_About this task_
Give back exactly the stretch of data below from the line holding "Objective — one point per instance of the green stem" through the line holding "Objective — one point per instance of the yellow", both ends included, and leave the remaining lines out.

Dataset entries
....................

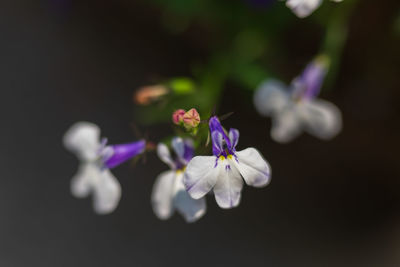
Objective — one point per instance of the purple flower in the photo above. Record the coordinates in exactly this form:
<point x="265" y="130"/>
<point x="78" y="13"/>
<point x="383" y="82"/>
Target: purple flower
<point x="94" y="176"/>
<point x="295" y="109"/>
<point x="225" y="170"/>
<point x="169" y="193"/>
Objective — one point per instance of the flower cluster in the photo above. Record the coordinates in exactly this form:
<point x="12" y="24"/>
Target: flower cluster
<point x="192" y="173"/>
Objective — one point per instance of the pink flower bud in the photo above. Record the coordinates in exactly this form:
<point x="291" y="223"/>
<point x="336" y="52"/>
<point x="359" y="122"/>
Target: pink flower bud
<point x="177" y="116"/>
<point x="191" y="118"/>
<point x="148" y="94"/>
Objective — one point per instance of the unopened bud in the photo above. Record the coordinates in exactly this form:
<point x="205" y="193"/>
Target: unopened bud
<point x="177" y="116"/>
<point x="191" y="118"/>
<point x="148" y="94"/>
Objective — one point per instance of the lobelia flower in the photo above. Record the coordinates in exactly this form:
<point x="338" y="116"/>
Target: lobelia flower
<point x="303" y="8"/>
<point x="169" y="193"/>
<point x="96" y="159"/>
<point x="296" y="108"/>
<point x="223" y="172"/>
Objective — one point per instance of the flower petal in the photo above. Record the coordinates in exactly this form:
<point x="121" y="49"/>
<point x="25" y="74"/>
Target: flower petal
<point x="83" y="138"/>
<point x="189" y="150"/>
<point x="106" y="193"/>
<point x="191" y="209"/>
<point x="179" y="146"/>
<point x="200" y="175"/>
<point x="228" y="187"/>
<point x="270" y="97"/>
<point x="162" y="195"/>
<point x="303" y="8"/>
<point x="82" y="182"/>
<point x="321" y="118"/>
<point x="253" y="167"/>
<point x="164" y="155"/>
<point x="217" y="142"/>
<point x="233" y="137"/>
<point x="124" y="152"/>
<point x="286" y="125"/>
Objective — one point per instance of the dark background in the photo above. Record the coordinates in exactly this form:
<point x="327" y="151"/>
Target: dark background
<point x="329" y="204"/>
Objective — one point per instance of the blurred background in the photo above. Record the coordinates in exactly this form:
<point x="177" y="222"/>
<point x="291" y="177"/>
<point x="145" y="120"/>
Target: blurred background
<point x="333" y="203"/>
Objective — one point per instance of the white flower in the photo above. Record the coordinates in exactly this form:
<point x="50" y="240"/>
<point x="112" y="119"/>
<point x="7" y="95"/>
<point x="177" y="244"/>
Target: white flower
<point x="296" y="109"/>
<point x="303" y="8"/>
<point x="223" y="172"/>
<point x="93" y="176"/>
<point x="169" y="193"/>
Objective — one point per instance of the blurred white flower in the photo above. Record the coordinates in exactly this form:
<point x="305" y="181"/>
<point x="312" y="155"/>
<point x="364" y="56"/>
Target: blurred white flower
<point x="223" y="171"/>
<point x="303" y="8"/>
<point x="169" y="192"/>
<point x="93" y="176"/>
<point x="295" y="109"/>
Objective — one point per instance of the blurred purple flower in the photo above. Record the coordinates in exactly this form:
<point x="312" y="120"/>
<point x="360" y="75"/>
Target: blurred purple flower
<point x="296" y="108"/>
<point x="94" y="176"/>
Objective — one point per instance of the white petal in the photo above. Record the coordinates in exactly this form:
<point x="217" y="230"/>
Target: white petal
<point x="228" y="187"/>
<point x="191" y="209"/>
<point x="107" y="192"/>
<point x="164" y="155"/>
<point x="83" y="138"/>
<point x="303" y="8"/>
<point x="82" y="182"/>
<point x="253" y="167"/>
<point x="162" y="194"/>
<point x="286" y="125"/>
<point x="270" y="97"/>
<point x="321" y="118"/>
<point x="200" y="176"/>
<point x="178" y="145"/>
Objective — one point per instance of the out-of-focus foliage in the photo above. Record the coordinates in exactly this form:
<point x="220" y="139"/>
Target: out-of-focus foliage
<point x="243" y="39"/>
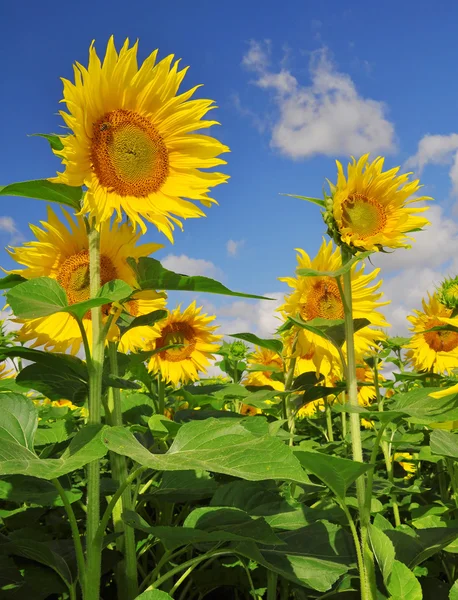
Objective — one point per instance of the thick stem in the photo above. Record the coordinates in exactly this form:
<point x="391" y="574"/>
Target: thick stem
<point x="95" y="367"/>
<point x="75" y="534"/>
<point x="126" y="570"/>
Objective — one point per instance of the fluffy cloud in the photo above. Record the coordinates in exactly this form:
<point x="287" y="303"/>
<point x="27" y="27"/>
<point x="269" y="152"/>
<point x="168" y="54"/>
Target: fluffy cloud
<point x="437" y="150"/>
<point x="234" y="246"/>
<point x="414" y="272"/>
<point x="191" y="266"/>
<point x="327" y="117"/>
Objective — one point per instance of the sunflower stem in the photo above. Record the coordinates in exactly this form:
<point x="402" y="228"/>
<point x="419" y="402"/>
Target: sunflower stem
<point x="95" y="367"/>
<point x="126" y="570"/>
<point x="368" y="588"/>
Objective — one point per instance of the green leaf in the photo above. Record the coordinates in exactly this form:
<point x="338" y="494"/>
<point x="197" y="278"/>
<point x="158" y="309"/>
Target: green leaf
<point x="317" y="201"/>
<point x="54" y="140"/>
<point x="38" y="297"/>
<point x="383" y="550"/>
<point x="151" y="275"/>
<point x="85" y="447"/>
<point x="274" y="345"/>
<point x="218" y="445"/>
<point x="305" y="272"/>
<point x="315" y="556"/>
<point x="18" y="419"/>
<point x="42" y="189"/>
<point x="336" y="473"/>
<point x="154" y="595"/>
<point x="10" y="281"/>
<point x="402" y="583"/>
<point x="444" y="443"/>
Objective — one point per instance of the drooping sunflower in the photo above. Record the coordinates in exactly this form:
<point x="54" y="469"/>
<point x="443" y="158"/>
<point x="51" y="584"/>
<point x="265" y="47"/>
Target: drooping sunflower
<point x="192" y="331"/>
<point x="267" y="358"/>
<point x="373" y="209"/>
<point x="134" y="142"/>
<point x="319" y="297"/>
<point x="61" y="252"/>
<point x="435" y="351"/>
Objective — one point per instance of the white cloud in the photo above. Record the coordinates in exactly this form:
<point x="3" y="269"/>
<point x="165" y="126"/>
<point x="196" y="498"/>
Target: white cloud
<point x="414" y="272"/>
<point x="327" y="117"/>
<point x="234" y="246"/>
<point x="191" y="266"/>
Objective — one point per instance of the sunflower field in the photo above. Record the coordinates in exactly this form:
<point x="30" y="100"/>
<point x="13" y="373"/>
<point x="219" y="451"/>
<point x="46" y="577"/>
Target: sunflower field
<point x="321" y="463"/>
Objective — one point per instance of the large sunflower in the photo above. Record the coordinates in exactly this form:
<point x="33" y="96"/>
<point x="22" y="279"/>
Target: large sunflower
<point x="372" y="209"/>
<point x="192" y="331"/>
<point x="435" y="351"/>
<point x="268" y="358"/>
<point x="319" y="297"/>
<point x="61" y="252"/>
<point x="134" y="142"/>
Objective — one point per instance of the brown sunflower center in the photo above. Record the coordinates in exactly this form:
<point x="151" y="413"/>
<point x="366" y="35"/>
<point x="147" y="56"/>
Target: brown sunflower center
<point x="440" y="341"/>
<point x="323" y="301"/>
<point x="128" y="154"/>
<point x="177" y="333"/>
<point x="364" y="216"/>
<point x="73" y="275"/>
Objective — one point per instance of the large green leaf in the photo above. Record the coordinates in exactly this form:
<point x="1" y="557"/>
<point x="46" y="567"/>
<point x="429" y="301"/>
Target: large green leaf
<point x="85" y="447"/>
<point x="336" y="473"/>
<point x="224" y="525"/>
<point x="218" y="445"/>
<point x="402" y="583"/>
<point x="151" y="275"/>
<point x="18" y="420"/>
<point x="274" y="345"/>
<point x="314" y="556"/>
<point x="42" y="189"/>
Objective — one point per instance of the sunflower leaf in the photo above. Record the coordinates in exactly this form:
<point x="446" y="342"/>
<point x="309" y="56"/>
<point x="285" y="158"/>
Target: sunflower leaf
<point x="318" y="201"/>
<point x="151" y="275"/>
<point x="42" y="189"/>
<point x="306" y="272"/>
<point x="274" y="345"/>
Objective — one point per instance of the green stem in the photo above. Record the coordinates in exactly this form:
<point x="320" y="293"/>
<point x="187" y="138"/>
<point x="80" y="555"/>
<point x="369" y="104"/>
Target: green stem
<point x="329" y="420"/>
<point x="126" y="570"/>
<point x="369" y="591"/>
<point x="75" y="533"/>
<point x="95" y="366"/>
<point x="161" y="394"/>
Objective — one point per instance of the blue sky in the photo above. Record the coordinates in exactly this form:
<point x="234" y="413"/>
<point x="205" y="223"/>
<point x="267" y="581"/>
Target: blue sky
<point x="298" y="84"/>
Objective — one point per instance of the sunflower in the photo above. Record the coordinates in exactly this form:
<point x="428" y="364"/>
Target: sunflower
<point x="134" y="142"/>
<point x="371" y="208"/>
<point x="61" y="252"/>
<point x="267" y="358"/>
<point x="319" y="297"/>
<point x="435" y="351"/>
<point x="197" y="341"/>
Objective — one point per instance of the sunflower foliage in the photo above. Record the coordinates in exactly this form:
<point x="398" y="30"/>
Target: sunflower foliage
<point x="319" y="463"/>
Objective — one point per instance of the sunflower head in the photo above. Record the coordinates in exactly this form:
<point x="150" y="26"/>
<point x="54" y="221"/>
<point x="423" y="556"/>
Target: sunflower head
<point x="184" y="343"/>
<point x="133" y="140"/>
<point x="448" y="293"/>
<point x="371" y="209"/>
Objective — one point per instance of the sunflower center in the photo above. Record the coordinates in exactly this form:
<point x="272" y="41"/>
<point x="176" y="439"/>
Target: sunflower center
<point x="440" y="341"/>
<point x="128" y="155"/>
<point x="323" y="301"/>
<point x="364" y="216"/>
<point x="73" y="275"/>
<point x="177" y="333"/>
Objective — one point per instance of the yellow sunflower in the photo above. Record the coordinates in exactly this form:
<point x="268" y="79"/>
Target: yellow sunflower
<point x="134" y="142"/>
<point x="191" y="329"/>
<point x="61" y="252"/>
<point x="269" y="358"/>
<point x="319" y="297"/>
<point x="435" y="351"/>
<point x="372" y="208"/>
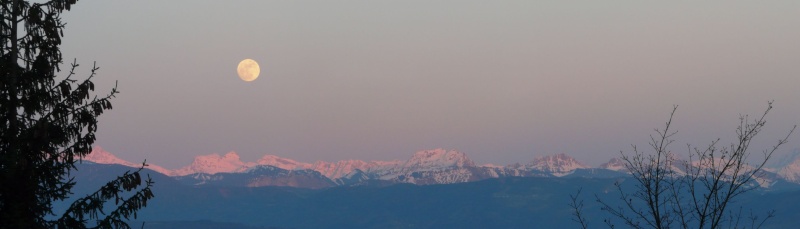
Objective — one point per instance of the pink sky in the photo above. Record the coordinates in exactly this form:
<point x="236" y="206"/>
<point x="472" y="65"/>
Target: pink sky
<point x="503" y="82"/>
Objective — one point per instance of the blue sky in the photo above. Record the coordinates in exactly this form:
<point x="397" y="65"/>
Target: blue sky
<point x="502" y="81"/>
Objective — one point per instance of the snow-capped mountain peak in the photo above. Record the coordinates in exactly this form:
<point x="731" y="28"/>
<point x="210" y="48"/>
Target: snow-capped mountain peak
<point x="283" y="163"/>
<point x="558" y="165"/>
<point x="438" y="158"/>
<point x="615" y="164"/>
<point x="214" y="163"/>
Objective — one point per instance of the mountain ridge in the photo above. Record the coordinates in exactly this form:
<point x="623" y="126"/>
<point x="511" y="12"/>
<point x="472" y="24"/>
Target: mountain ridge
<point x="436" y="166"/>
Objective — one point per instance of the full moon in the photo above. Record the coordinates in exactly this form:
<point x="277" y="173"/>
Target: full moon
<point x="248" y="70"/>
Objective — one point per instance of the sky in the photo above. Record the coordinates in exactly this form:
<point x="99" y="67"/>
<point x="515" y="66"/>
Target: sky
<point x="502" y="81"/>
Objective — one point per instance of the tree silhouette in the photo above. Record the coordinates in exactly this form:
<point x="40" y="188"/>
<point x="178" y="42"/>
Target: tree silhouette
<point x="48" y="124"/>
<point x="695" y="193"/>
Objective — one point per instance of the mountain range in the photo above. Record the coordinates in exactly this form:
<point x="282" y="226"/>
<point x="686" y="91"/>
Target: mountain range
<point x="437" y="166"/>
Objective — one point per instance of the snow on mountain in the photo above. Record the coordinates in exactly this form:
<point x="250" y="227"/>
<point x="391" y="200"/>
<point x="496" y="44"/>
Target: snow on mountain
<point x="437" y="166"/>
<point x="791" y="172"/>
<point x="437" y="159"/>
<point x="615" y="164"/>
<point x="100" y="156"/>
<point x="558" y="165"/>
<point x="283" y="163"/>
<point x="789" y="167"/>
<point x="214" y="163"/>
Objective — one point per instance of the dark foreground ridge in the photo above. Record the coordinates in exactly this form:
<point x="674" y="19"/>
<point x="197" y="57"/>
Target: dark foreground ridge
<point x="511" y="202"/>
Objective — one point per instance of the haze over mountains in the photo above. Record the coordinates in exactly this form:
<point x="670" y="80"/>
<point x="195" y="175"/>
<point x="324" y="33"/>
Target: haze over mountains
<point x="437" y="166"/>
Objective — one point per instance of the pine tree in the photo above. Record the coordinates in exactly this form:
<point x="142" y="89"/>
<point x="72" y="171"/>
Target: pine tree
<point x="48" y="125"/>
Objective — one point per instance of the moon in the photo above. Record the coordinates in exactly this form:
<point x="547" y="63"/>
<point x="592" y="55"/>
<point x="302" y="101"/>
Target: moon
<point x="248" y="70"/>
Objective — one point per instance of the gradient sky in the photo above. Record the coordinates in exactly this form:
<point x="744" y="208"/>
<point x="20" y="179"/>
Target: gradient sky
<point x="502" y="81"/>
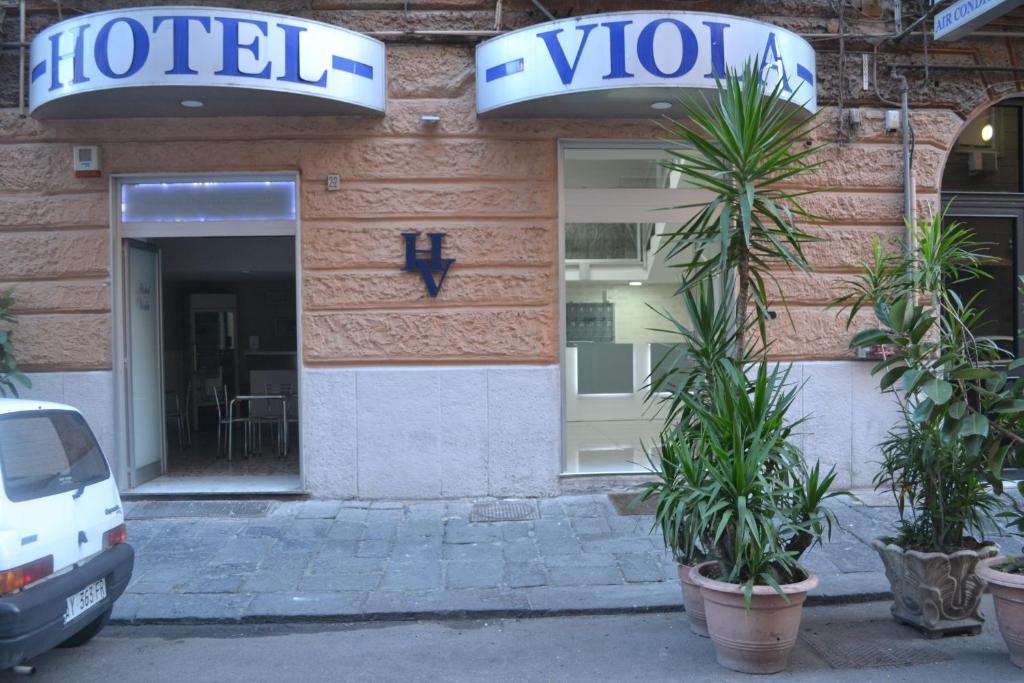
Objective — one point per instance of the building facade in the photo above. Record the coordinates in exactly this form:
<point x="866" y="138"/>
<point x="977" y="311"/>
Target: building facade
<point x="167" y="250"/>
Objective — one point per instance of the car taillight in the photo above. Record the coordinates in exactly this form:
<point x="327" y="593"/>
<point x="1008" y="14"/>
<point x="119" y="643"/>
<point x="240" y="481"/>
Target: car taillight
<point x="116" y="536"/>
<point x="14" y="580"/>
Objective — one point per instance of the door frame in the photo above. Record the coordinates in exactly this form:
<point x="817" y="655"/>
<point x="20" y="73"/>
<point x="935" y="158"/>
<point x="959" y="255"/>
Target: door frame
<point x="127" y="386"/>
<point x="223" y="228"/>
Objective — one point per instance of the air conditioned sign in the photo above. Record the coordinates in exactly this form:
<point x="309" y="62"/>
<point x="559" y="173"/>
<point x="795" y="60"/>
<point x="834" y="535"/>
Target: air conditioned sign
<point x="177" y="60"/>
<point x="962" y="17"/>
<point x="621" y="63"/>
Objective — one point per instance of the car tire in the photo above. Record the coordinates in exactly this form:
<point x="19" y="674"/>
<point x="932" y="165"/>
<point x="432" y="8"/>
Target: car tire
<point x="89" y="631"/>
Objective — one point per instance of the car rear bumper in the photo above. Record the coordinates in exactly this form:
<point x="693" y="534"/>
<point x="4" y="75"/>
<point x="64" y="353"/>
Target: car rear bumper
<point x="32" y="622"/>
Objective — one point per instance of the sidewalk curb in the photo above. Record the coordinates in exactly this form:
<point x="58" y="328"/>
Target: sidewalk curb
<point x="462" y="614"/>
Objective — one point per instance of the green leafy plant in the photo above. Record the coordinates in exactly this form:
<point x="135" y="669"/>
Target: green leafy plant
<point x="731" y="485"/>
<point x="758" y="508"/>
<point x="9" y="375"/>
<point x="742" y="147"/>
<point x="943" y="463"/>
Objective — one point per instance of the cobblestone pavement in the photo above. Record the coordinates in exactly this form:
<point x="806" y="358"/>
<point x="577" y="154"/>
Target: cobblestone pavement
<point x="333" y="559"/>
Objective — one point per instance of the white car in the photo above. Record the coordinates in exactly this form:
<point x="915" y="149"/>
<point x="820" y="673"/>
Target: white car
<point x="64" y="559"/>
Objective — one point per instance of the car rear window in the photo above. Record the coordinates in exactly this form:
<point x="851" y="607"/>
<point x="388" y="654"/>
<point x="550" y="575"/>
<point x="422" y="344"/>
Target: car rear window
<point x="46" y="453"/>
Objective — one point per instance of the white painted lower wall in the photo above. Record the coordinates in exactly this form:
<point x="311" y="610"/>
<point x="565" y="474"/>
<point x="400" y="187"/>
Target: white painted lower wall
<point x="432" y="432"/>
<point x="90" y="392"/>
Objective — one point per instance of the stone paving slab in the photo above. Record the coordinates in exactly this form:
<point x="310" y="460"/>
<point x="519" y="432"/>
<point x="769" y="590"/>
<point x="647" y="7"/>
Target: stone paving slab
<point x="330" y="560"/>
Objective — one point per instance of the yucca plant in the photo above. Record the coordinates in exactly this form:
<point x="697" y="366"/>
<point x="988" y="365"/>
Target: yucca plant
<point x="9" y="375"/>
<point x="730" y="482"/>
<point x="757" y="507"/>
<point x="742" y="146"/>
<point x="961" y="412"/>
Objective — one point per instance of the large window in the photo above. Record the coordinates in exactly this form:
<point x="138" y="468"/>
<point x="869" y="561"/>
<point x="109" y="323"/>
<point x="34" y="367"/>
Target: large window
<point x="984" y="187"/>
<point x="617" y="204"/>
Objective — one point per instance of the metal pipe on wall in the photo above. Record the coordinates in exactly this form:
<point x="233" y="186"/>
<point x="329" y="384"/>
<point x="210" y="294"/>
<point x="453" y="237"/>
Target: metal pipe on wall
<point x="20" y="61"/>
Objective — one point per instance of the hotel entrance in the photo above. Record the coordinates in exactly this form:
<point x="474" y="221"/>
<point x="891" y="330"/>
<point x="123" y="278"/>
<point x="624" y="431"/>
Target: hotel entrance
<point x="209" y="340"/>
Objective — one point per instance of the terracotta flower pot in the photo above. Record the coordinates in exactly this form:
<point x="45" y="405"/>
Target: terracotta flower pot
<point x="1008" y="589"/>
<point x="757" y="640"/>
<point x="692" y="601"/>
<point x="937" y="593"/>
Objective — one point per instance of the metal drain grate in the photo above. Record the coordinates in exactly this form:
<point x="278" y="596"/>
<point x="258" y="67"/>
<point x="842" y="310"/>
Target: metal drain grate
<point x="840" y="651"/>
<point x="192" y="509"/>
<point x="627" y="504"/>
<point x="504" y="511"/>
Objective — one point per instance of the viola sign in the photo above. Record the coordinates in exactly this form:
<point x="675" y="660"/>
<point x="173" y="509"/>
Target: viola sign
<point x="204" y="56"/>
<point x="610" y="58"/>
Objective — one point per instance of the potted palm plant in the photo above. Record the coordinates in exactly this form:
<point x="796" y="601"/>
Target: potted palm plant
<point x="1006" y="579"/>
<point x="943" y="461"/>
<point x="736" y="484"/>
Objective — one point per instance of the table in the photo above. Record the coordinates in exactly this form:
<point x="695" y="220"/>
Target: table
<point x="249" y="398"/>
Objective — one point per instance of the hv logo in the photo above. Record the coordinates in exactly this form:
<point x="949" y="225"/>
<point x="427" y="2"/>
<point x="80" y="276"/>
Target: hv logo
<point x="427" y="262"/>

....................

_Completed task_
Objective — one point per instance of the green stem in the photo above. Record the coordinates in exactly this form:
<point x="320" y="293"/>
<point x="187" y="138"/>
<point x="80" y="555"/>
<point x="369" y="104"/>
Target: green stem
<point x="329" y="420"/>
<point x="126" y="570"/>
<point x="369" y="591"/>
<point x="75" y="533"/>
<point x="95" y="366"/>
<point x="161" y="394"/>
Objective — one point per instance of the blue sky in the photo above. Record the coordinates in exactly this form:
<point x="234" y="413"/>
<point x="205" y="223"/>
<point x="267" y="581"/>
Target: blue sky
<point x="298" y="84"/>
Objective — one point per instance of the sunflower in the photo above. Record the coordinates in exactly this form:
<point x="428" y="364"/>
Target: sunflower
<point x="134" y="142"/>
<point x="371" y="208"/>
<point x="61" y="252"/>
<point x="267" y="358"/>
<point x="319" y="297"/>
<point x="435" y="351"/>
<point x="197" y="341"/>
Objective — one point per instance of the sunflower foliage in the photo above. Record the coordinates in exactly this form:
<point x="398" y="30"/>
Target: sunflower foliage
<point x="319" y="463"/>
Objective — one point per instance of the sunflower head in the photo above. Record the coordinates in exactly this form:
<point x="150" y="26"/>
<point x="54" y="221"/>
<point x="423" y="556"/>
Target: sunflower head
<point x="184" y="343"/>
<point x="133" y="140"/>
<point x="448" y="293"/>
<point x="371" y="209"/>
Objective — one point per instance of the sunflower center in the photo above. Record the coordinates in exactly this form:
<point x="272" y="41"/>
<point x="176" y="439"/>
Target: sunflower center
<point x="440" y="341"/>
<point x="128" y="155"/>
<point x="323" y="301"/>
<point x="364" y="216"/>
<point x="73" y="275"/>
<point x="177" y="333"/>
Objective — one point per instance of the yellow sunflower in the photo above. Record the coordinates in exactly this form:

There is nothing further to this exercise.